• [Work required]
Every record below should be transcribed exactly. Omit the images.

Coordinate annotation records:
################

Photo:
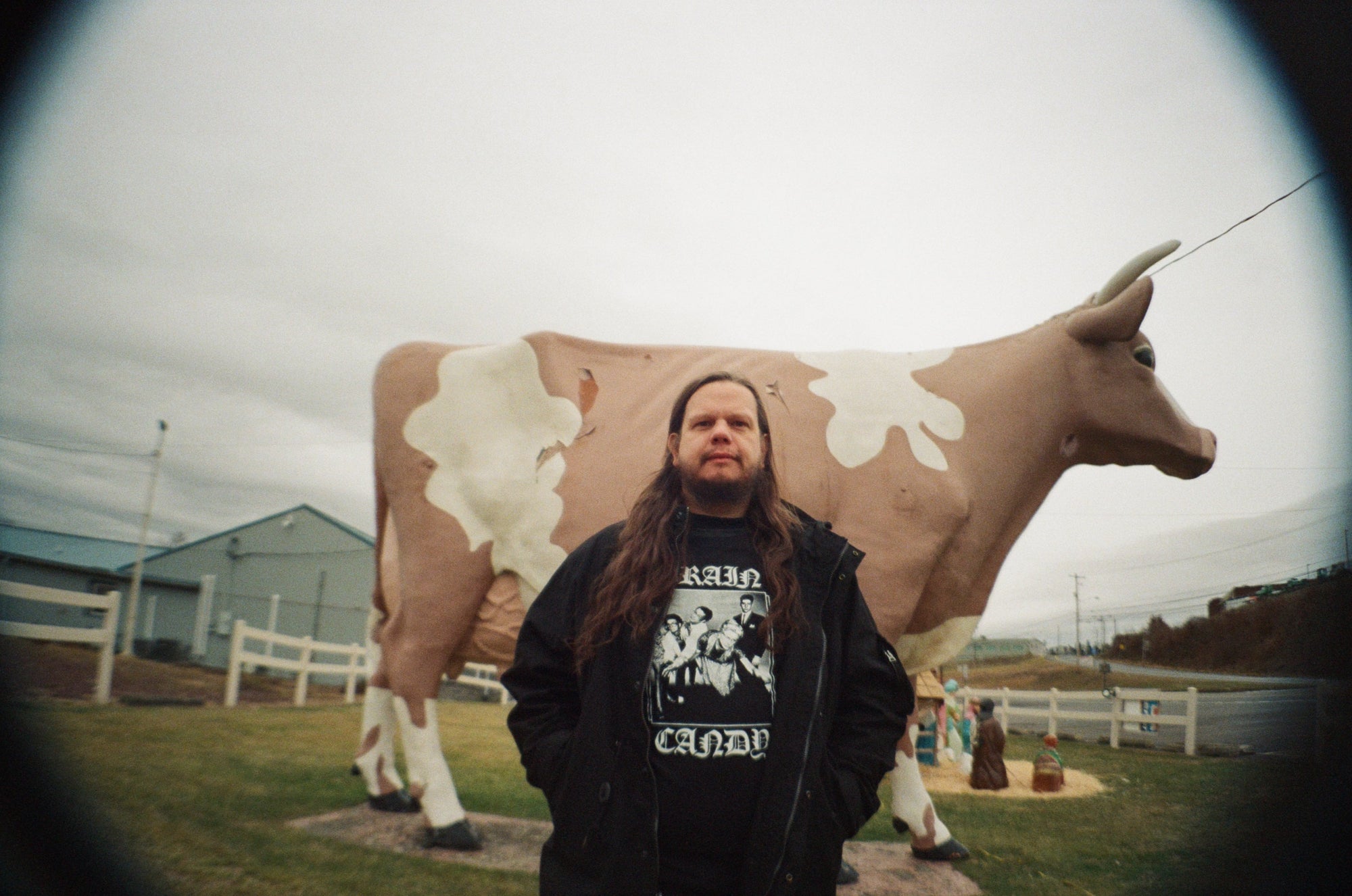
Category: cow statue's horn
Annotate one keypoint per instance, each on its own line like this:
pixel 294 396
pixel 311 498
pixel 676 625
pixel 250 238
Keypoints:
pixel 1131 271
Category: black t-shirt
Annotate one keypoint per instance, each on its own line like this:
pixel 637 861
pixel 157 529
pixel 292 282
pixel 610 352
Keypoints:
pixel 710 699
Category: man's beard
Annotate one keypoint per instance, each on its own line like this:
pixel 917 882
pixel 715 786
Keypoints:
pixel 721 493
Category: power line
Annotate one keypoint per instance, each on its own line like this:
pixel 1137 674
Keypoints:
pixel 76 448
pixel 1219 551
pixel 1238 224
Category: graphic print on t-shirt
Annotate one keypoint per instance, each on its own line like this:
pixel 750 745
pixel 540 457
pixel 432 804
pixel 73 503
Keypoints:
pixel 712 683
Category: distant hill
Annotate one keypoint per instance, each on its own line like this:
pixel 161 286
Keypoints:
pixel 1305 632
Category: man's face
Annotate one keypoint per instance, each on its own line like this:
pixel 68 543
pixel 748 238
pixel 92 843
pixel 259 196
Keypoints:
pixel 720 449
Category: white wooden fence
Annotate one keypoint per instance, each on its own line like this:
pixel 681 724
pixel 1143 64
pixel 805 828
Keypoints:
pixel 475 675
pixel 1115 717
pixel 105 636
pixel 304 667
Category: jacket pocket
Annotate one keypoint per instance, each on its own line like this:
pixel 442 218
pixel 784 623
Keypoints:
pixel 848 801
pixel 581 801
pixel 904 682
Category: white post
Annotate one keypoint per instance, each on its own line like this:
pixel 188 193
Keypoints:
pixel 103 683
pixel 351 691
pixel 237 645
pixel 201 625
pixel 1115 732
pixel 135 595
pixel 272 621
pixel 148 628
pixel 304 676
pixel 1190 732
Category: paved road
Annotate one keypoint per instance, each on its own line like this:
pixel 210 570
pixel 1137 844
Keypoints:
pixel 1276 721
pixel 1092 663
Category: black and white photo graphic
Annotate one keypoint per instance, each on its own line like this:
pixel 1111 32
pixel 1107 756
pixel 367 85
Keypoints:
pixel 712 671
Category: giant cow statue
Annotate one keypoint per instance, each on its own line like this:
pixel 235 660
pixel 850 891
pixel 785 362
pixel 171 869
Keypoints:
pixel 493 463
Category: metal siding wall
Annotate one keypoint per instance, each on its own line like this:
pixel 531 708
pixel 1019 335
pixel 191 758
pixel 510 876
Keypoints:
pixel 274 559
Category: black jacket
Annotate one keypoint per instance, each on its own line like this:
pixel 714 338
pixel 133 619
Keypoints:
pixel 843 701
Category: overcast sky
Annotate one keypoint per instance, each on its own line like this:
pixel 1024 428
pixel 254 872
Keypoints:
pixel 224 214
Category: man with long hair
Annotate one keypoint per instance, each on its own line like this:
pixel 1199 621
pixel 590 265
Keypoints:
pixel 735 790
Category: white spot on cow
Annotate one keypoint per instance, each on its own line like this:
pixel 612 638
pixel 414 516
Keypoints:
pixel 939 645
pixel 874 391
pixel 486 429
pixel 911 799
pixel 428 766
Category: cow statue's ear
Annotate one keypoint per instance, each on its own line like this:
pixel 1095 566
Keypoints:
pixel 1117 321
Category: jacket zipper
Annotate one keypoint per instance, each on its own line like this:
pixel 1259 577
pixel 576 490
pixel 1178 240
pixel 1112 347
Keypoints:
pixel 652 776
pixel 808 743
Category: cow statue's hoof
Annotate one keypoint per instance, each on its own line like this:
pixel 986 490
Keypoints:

################

• [Task solution]
Photo:
Category: cow statue's horn
Annotate one keypoint per instance, each on its own line like this:
pixel 294 396
pixel 311 498
pixel 676 625
pixel 250 238
Keypoints:
pixel 1131 271
Category: black t-shirt
Annotate one keypoint per instance, each on its own line like this:
pixel 637 861
pixel 157 529
pixel 292 282
pixel 610 352
Keypoints:
pixel 710 699
Category: man's beard
Annotate one keypoint per instance, each on its own line like this:
pixel 917 882
pixel 715 786
Keypoints:
pixel 721 493
Category: power line
Annotate one keypoint per instance, each on its own line like this:
pixel 1137 674
Keypoints:
pixel 76 448
pixel 1219 551
pixel 1238 224
Category: graphic print on t-shirt
Annotate one keypoint per instance, each on its own line like this:
pixel 750 745
pixel 540 457
pixel 432 804
pixel 73 503
Keypoints:
pixel 712 683
Category: distant hill
Annotate one keypoint per instance, each on its own line like this:
pixel 161 286
Keypoints:
pixel 1305 632
Category: man's face
Annotate one keypoint per instance, each on its own line like this:
pixel 68 543
pixel 748 238
pixel 92 843
pixel 259 196
Keypoints:
pixel 720 449
Category: white wooden fence
Annotate one keypoint per instance, each on its own line like this:
pixel 681 724
pixel 1143 64
pixel 805 828
Keypoints:
pixel 475 675
pixel 1115 717
pixel 105 636
pixel 304 667
Category: jacket pocket
Annotate one keypoint per instance, each on its own line like this:
pixel 442 218
pixel 784 623
Keypoints:
pixel 848 801
pixel 581 801
pixel 904 682
Category: white post
Annotate one keypoint per instance, each on its own line like this:
pixel 188 193
Keypoints:
pixel 103 683
pixel 351 691
pixel 237 645
pixel 201 625
pixel 1115 732
pixel 135 595
pixel 272 621
pixel 148 628
pixel 304 676
pixel 1190 732
Category: paved road
Annotate one keypoint per instance, each on its own line like this:
pixel 210 570
pixel 1137 844
Keypoints:
pixel 1276 721
pixel 1092 663
Category: black and white photo graphic
Annotate one keypoint per instance, each on its own line like this:
pixel 1111 32
pixel 1107 756
pixel 367 85
Keypoints:
pixel 712 671
Category: giant cow statue
Annotate one keypoint per instance, each on its own line like this:
pixel 235 660
pixel 850 891
pixel 785 362
pixel 171 869
Keypoints:
pixel 493 463
Category: metal siding wall
Annotate one keypoint per instance, each on its own line like this:
pixel 531 708
pixel 1019 335
pixel 191 758
pixel 510 876
Keypoints:
pixel 274 559
Category: black jacket
Annotate one keypoint per instance, each on its own line like this:
pixel 714 338
pixel 133 619
Keypoints:
pixel 843 701
Category: overcast sky
Annotate one keypoint per instance, each on its own line like this:
pixel 1024 428
pixel 254 872
Keypoints:
pixel 224 214
Category: man with long hair
Annotate one keypoint per instance, each on its own line like this:
pixel 1199 621
pixel 590 265
Keypoints:
pixel 735 790
Category: white spot on cow
Annotate one keypoint per instance, each on its own line like this:
pixel 612 638
pixel 414 516
Keypoints:
pixel 939 645
pixel 874 391
pixel 486 429
pixel 911 799
pixel 428 766
Category: cow statue's ear
Annotate one keypoint per instance, each on its own line like this:
pixel 1095 566
Keypoints:
pixel 1117 321
Category: jacket zipper
Annotate one keypoint per instance, each on its own line like this:
pixel 1259 577
pixel 576 490
pixel 1178 240
pixel 1112 347
Keypoints:
pixel 652 776
pixel 808 743
Category: cow statue's hoof
Annotate one keypoint per instance, each on its own line like this:
pixel 986 490
Keypoints:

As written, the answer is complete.